> _Alıntı_
◆ ◆ ◆
Yaratıcılık ve Direniş Kitabı Üzerine

12 Eylül Cezaevlerinde Yaratıcılık ve Direniş Kitabı Üzerine Yazarı Namık Kemal Cibaroğlu ile konuştuk

Namık abi, kitabını keyifle okudum her ne kadar konusu hapishane olup senin de dediğin gibi dört bir yanları dramatik durum ve gelişmelerle sarılı olsa da yapılan üretim ve direniş insana güç veriyor. Kendin de eski bir tutsaksın. Yaratıcılık ve hapishane üzerine neler söylemek istersin?

Hapishaneler tarih boyunca (Cezaevleri) insanı “cezalandırma” amacıyla toplumdan ve doğadan soyutlama mekanları olarak kullanıldı. Bugün de öyle...
◆ ◆ ◆
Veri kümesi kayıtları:
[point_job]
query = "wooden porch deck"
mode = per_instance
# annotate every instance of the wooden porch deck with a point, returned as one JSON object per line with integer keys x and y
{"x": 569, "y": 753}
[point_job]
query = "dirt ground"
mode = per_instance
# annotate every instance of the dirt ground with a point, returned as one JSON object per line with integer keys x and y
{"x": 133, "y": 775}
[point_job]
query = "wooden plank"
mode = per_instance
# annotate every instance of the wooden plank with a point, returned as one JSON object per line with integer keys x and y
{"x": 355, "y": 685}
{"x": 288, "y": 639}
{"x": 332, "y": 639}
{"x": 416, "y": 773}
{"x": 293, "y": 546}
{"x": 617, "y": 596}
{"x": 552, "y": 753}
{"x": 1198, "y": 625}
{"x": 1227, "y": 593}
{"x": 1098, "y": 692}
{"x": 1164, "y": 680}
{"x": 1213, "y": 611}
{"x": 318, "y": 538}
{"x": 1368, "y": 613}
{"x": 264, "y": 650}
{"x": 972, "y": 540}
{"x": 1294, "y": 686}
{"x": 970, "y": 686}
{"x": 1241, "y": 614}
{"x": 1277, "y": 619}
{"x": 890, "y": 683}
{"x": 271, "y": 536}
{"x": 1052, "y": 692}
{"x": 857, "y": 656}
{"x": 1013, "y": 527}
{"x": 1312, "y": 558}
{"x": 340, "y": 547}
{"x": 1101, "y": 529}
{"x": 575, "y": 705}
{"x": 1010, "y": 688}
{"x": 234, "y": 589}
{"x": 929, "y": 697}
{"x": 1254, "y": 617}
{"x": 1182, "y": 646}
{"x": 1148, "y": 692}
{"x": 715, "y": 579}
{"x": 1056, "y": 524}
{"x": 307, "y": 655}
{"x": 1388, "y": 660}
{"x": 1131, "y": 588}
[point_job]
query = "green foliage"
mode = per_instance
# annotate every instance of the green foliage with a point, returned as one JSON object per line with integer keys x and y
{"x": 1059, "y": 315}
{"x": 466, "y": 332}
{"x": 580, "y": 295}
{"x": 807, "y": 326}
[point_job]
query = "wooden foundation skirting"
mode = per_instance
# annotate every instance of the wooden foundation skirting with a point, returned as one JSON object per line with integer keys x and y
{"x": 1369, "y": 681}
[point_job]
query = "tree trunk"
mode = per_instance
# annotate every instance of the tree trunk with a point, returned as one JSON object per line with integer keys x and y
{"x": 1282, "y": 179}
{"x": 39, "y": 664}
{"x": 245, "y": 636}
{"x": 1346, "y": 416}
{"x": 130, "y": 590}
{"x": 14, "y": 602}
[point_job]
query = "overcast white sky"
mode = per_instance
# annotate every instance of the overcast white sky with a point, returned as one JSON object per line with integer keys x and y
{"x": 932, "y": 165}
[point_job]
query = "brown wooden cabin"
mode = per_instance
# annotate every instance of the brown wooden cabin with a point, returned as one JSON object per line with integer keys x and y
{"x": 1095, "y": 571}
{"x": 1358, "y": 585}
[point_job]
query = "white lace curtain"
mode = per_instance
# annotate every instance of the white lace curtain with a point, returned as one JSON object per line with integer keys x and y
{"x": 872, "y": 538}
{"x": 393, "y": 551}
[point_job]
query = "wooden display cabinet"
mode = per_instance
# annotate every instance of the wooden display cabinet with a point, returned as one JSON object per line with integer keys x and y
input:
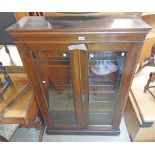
{"x": 80, "y": 68}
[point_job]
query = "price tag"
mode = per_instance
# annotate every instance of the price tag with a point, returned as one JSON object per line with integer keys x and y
{"x": 81, "y": 38}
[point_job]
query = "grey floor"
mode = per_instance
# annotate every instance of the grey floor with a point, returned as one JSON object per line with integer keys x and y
{"x": 32, "y": 135}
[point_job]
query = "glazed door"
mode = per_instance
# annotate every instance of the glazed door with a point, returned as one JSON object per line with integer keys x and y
{"x": 58, "y": 70}
{"x": 102, "y": 67}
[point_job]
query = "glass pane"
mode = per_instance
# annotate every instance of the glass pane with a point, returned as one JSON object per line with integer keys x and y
{"x": 56, "y": 68}
{"x": 105, "y": 71}
{"x": 61, "y": 100}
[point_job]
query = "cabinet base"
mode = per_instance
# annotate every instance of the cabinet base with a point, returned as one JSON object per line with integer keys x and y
{"x": 82, "y": 132}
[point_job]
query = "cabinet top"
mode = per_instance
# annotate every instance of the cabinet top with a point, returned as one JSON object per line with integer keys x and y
{"x": 104, "y": 24}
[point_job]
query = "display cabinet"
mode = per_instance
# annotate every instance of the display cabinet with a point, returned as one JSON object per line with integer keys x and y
{"x": 81, "y": 69}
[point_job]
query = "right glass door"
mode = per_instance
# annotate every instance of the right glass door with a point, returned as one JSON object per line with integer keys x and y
{"x": 105, "y": 72}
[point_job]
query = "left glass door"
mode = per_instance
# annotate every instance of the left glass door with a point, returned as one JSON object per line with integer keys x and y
{"x": 55, "y": 71}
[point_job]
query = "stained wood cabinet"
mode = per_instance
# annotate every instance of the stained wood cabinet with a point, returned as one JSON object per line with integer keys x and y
{"x": 81, "y": 69}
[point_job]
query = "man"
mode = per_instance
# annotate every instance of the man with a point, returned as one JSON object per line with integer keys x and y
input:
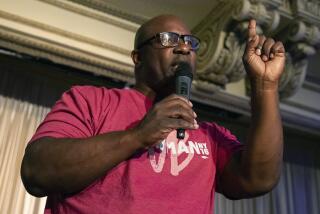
◆ ◆ ◆
> _Alıştırma 1_
Söyleşideki şu cümleyi İngilizceye çevirin: Hapishaneler tarih boyunca (Cezaevleri) insanı “cezalandırma” amacıyla toplumdan ve doğadan soyutlama mekanları olarak kullanıldı.
> _Alıştırma 2_
Söyleşide "Namık abi, kitabını" sözcüklerini içeren yerle açılıp "neler söylemek istersin?" ile kapanan bölümü hiç değiştirmeden tekrarlayın.
> _Alıştırma 3_
Söyleşide "Namık abi" diye başlayan paragraftaki cümlelerin hepsini sırasıyla yazın.
Bu kayıtlar başka bir kaynaktan alınmıştır.

> _Yazılı Yanıt 1_
Throughout history, prisons (penitentiaries) have been used as places for isolating people from society and from nature for the purpose of “punishment.”

> _Yazılı Yanıt 2_
Namık abi, kitabını keyifle okudum her ne kadar konusu hapishane olup senin de dediğin gibi dört bir yanları dramatik durum ve gelişmelerle sarılı olsa da yapılan üretim ve direniş insana güç veriyor. Kendin de eski bir tutsaksın. Yaratıcılık ve hapishane üzerine neler söylemek istersin?

> _Yazılı Yanıt 3_
- Namık abi, kitabını keyifle okudum her ne kadar konusu hapishane olup senin de dediğin gibi dört bir yanları dramatik durum ve gelişmelerle sarılı olsa da yapılan üretim ve direniş insana güç veriyor.
- Kendin de eski bir tutsaksın.
- Yaratıcılık ve hapishane üzerine neler söylemek istersin?